**ページ本文**
╭──
美味しいもの食べたら,目を丸くして「めちゃめちゃうまいっすねー!!」と言うし,面白い話聞いたらすごく頷きながら,目で「わかるわかる!!」と伝える.この前行った釧路のサウナでは,サウナのことを語りすぎて,お店の人から「サウナへの愛が伝わってきました」と言われた(これはリアクションではないか).
だからなのか,大学生の時は講義でよく当てられていたし,先生から名前を覚えてもらえることも多かった(どの授業も真面目に聞いていたかと言われると・・・).
今日は,そんなリアクションが海外生活でとっても役に立った話をしたいと思う.
言語よりリアクション
こんなタイトルつけると,留学系のブログを書いている人に怒られそうだけれど,体感としては本当のこと.
ドイツでの初めての生活をスタートさせたのは,2018年の夏だからもう3年半も前になった.ドイツに旅立った梅村青年は今大学で働いている自分を1ミリも想像していなかっただろうな.
そんな初めてのドイツ生活は,2週間のドイツ周遊を経て,ミュンヘンで始まった.語学学校の寮が住む場所で,語学学校も寮もとっても値段が高くて引いた(合わせて月に28万円払った).
語学学校の寮は1人部屋だったけれど,簡単なキッチンと机と椅子,シャワー,ベッドがあるという感じで,高い割には大した何もついていなかった.最初は調理器具もなくて大変だったことを覚えている(そもそもどこで何が売っているのかわからない).
そして,インターネットは有線しか飛んでいなくて,MacBookで有線接続なんてしたことがなかったから結構困った.頑張って有線ケーブルとコネクタを買ってきたのに,設定がうまくできず,結局その1ヶ月インターネットが使えなかった.ちなみに,海外では新しいSIMカードを入れないとスマホも使えないのだけれど(めちゃめちゃ金払えば日本の契約のまま使える),僕は3週間くらい契約の方法がわからなくて,スマホも近くのカフェとかじゃないとネットが使えなかった.
ただ,寮で隣だった人が「俺の部屋の無線LAN使っていいよ」と言ってくれたから,その人が部屋にいるときだけ,かろうじて電波をキャッチしてネットが使えていた.ありがとう,あの時の隣の人・・・・
自分のドイツ語学校のクラスもよくわからず,語学学校初日の朝に寮の食堂で朝食を食べていた.当然知っている人なんていないし,全員ガイコクジンだ.だけど,ここでウジウジしていても何のためにこんなところも来たかわからない.近くにいた男2人になれない英語で声をかけた.1人は陽気なイタリア人(アンドレア),もう1人は渋い感じのインド人(ダリーア)だった.
╰──
(ポイント注釈データからの抜粋)
╭──
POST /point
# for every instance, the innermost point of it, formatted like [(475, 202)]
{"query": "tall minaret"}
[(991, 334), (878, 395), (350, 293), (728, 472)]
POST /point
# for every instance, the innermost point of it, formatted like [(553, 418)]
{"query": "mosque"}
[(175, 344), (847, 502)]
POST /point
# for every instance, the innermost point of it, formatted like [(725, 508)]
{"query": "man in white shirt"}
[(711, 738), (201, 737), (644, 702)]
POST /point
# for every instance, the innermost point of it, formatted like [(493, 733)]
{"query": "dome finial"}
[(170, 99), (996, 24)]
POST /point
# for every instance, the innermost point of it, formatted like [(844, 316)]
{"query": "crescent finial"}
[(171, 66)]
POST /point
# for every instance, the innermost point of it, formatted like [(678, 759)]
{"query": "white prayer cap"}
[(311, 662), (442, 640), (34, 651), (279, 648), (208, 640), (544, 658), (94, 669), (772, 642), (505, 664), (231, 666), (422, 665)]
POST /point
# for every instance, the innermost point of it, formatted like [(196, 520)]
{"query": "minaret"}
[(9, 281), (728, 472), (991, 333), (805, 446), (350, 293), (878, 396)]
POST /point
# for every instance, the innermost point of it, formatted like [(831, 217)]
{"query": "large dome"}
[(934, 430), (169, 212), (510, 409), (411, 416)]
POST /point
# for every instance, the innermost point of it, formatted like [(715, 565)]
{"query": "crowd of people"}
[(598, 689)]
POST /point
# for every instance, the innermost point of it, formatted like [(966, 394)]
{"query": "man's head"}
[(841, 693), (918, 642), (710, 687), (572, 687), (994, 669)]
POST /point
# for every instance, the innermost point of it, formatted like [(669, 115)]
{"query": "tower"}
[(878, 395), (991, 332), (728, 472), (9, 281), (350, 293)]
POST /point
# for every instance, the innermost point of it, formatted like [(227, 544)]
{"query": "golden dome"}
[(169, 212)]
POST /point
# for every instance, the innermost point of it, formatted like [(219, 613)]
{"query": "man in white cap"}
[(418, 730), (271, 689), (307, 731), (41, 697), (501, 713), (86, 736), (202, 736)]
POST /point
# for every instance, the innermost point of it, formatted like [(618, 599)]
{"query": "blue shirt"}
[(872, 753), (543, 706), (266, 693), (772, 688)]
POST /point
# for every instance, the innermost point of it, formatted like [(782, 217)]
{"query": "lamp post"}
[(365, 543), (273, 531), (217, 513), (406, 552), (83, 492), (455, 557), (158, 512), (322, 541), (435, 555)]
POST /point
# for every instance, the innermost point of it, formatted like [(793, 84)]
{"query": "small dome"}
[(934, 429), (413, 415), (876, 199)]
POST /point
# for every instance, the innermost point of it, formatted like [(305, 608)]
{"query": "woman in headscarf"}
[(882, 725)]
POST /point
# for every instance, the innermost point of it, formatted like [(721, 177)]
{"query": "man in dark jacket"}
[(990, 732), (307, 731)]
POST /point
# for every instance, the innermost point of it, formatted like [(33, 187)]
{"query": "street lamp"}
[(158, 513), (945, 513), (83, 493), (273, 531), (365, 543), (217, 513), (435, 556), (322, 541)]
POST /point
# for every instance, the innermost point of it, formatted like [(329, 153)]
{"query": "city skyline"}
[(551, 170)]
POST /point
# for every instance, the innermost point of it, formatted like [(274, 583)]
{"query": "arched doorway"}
╰──
**作業一覧**
• a. 本文では、ミュンヘンの語学学校と寮の費用として、合わせて月にいくら支払ったと述べられていますか。
• b. 本文に記された、語学学校の寮の1人部屋に備わっていたものをすべて挙げてください。

**最終結果**
• a. 合わせて月に28万円です。

• b. 簡単なキッチン、机、椅子、シャワー、ベッド